#### [Excerpted text]
Garcia-Quintero appealed the IJ's decision to the BIA, arguing that because his counsel was not allowed to assert the Fifth Amendment privilege for him, the IJ forced Garcia-Quintero to incriminate him-self in violation of the Fifth Amendment. Moreover, because his testimony was the only evidence the Government presented, Garcia-Quintero argued that his removal hearing should have been terminated given the Fifth Amendment violation. He also requested that his appeal be reviewed by a three-member panel of the BIA.

While the appeal was pending, Garcia-Quintero filed a motion to remand to the immigration court so that the IJ could consider his application for cancellation of removal pursuant to 8 U.S.C. § 1229b.4 Garcia-Quintero argued that he was eligible for cancellation of removal because, as a consequence of his 1993 acceptance into the FUP, he was "admitted in any status," and therefore he satisfied the residence requirement by having resided continuously in the United States for seven years. Along with his motion, Garcia-Quintero submitted a declaration in which he remorsefully admitted to the conduct underlying the charge of alien smuggling.

#### [Provided material]
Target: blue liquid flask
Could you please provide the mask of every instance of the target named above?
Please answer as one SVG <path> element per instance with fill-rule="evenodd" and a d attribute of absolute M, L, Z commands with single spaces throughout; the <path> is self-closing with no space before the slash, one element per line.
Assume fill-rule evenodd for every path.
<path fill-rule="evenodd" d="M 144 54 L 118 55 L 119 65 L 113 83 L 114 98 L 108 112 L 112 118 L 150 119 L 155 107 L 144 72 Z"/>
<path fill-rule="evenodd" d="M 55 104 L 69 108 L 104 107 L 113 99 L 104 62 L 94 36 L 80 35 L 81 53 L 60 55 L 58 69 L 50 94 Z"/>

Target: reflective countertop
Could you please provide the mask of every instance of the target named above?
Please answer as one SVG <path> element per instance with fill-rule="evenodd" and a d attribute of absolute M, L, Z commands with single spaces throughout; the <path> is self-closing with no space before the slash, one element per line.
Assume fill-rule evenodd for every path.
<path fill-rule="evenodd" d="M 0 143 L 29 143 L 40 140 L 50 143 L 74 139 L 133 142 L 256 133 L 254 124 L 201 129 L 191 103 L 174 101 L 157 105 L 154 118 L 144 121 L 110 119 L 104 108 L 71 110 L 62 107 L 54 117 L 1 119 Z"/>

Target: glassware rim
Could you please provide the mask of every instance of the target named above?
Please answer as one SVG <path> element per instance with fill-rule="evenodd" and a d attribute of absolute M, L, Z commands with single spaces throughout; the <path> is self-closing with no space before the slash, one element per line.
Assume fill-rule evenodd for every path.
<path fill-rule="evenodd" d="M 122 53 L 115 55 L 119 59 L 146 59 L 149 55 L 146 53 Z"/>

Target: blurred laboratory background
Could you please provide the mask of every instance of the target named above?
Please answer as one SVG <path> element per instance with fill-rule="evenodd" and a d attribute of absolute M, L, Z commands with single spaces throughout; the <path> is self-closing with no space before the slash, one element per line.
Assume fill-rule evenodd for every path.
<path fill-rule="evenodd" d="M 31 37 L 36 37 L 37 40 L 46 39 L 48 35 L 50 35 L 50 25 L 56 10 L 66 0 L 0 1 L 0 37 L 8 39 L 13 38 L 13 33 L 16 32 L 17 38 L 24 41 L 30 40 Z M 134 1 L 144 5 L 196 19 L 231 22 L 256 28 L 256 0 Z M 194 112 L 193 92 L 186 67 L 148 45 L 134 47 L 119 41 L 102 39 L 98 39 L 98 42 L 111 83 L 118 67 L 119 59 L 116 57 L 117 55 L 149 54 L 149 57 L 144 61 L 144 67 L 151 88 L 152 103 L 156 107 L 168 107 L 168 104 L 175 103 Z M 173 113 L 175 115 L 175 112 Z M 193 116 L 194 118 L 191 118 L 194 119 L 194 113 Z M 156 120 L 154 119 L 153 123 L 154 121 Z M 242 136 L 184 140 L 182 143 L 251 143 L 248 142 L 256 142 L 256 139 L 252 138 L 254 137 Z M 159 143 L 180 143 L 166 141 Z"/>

#### [Work to do]
From the court passage above about Garcia-Quintero's appeal, copy word for word the part starting at "Garcia-Quintero appealed the" and ending at "of the BIA.".

#### [Solution for this problem]
Garcia-Quintero appealed the IJ's decision to the BIA, arguing that because his counsel was not allowed to assert the Fifth Amendment privilege for him, the IJ forced Garcia-Quintero to incriminate him-self in violation of the Fifth Amendment. Moreover, because his testimony was the only evidence the Government presented, Garcia-Quintero argued that his removal hearing should have been terminated given the Fifth Amendment violation. He also requested that his appeal be reviewed by a three-member panel of the BIA.